- **What to work on**
**A)** Answer these questions from the blog post about middle lane swimming, one per line:
(i) How many times has the writer been swimming this week?
(ii) What shower gel does the writer use against the chlorine smell?
(iii) What does the writer pretend to be while gliding over the slope from shallow to deep?
**B)** Resume the blog post about middle lane swimming after its last sentence, keeping the same voice.

- **Source text**
• • • •

Tuesday, 10 September 2013

Middle lane swimming


I’ve been swimming three times this week. I have a bad back so it’s all I can do to help it. People have suggested yoga but I would only be able to do pose of a cat, dog or cobra if they were all roadkill. I have even been getting round my flat on all fours cos it’s easier than straightening up. My neighbours opposite can see inside my flat and possibly suspect I have taken my yearning to own a dog a step too far (Or they’ll assume I’m a sexual sub!)
The only ‘drawback’ of swimming is that I can’t get the smell of chlorine off my skin. Despite slathering myself in orange citrus shower gel and moisturising with cocoa butter oil (net result: craving Jaffa Cakes) it’s still there, but I’m Ok with that.
The hint of bleachiness on my arms reminds me of clean floors in libraries and childhood swimming trips ending in vending machine Quavers., And due to all of this Proustian involuntary memory stuff, the whiff of chlorine on a man is kind of sexy to me despite the fact he could have been disposing of women’s bodies all day.
It was a big day for some fish when they sprung legs like dachshunds and could cope on land. I feel the same about my first pair of goggles that don’t leak in the water.  I can stay in for longer (wondering if I would have been able to survive The Titanic) and swim much better underwater, often pretending to be a manatee or some other creature from the deep as Attenborough narrates, commenting on my size to gracefulness ratio.
I love the sound of my own exhaling underwater and of course the main is joy of having my eyes open is looking at the bit of the pool where is it slopes down massively from shallow to deep. I like to glide over that bit with one arm straight ahead so I can pretend to be Superwoman.

• • • •

- **Collected material**

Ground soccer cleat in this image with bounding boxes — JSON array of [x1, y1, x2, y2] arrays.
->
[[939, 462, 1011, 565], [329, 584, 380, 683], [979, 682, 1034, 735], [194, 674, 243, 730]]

• • • •

- **Outputs by task**
**A)**
(i) Three times.
(ii) Orange citrus shower gel.
(iii) Superwoman.

**B)**
Late night visits to a pool is a filthier habit than smoking when you consider the large area of human skin to have been dipped in it throughout the day but it’s the best time to go because there are so few people and they conveniently divide the pool into three. Like the frigging Goldilocks of swimming, I’m not too fast or too slow - I am very much a middle lane swimmer.
But some people don’t respect what lane they should be swimming in. It’s like when someone uses their phone in the quiet carriage – everyone else has agreed on the main condition of being there, but that particular person thinks it doesn’t apply to them. I recently muttered, ‘For fuck’s sake!’ as the guy sat next to me went to make his third call about how he must be allergic to tequila. He got upset and said there was no need to swear. I explained there was and that it wasn’t the no-swearing carriage. Motorway drivers often speak about people driving ‘up their arse’. In a swimming pool, that phrase is less figurative. Some people swim so slowly in the medium lane that they create a human centipede behind them.
But yesterday I witnessed a new kind of ‘pool rage’. The centrifugal dryer spinning thing that gets the water out of swimwear was broken for the second day running.  It’s a good little machine. It makes a satisfyingly loud noise and does sterling work and I like that in a thing. When I first owned a liquidiser, I don’t think I ate solids for weeks, only soups and smoothies cos the power of pressing the squish button was so immense.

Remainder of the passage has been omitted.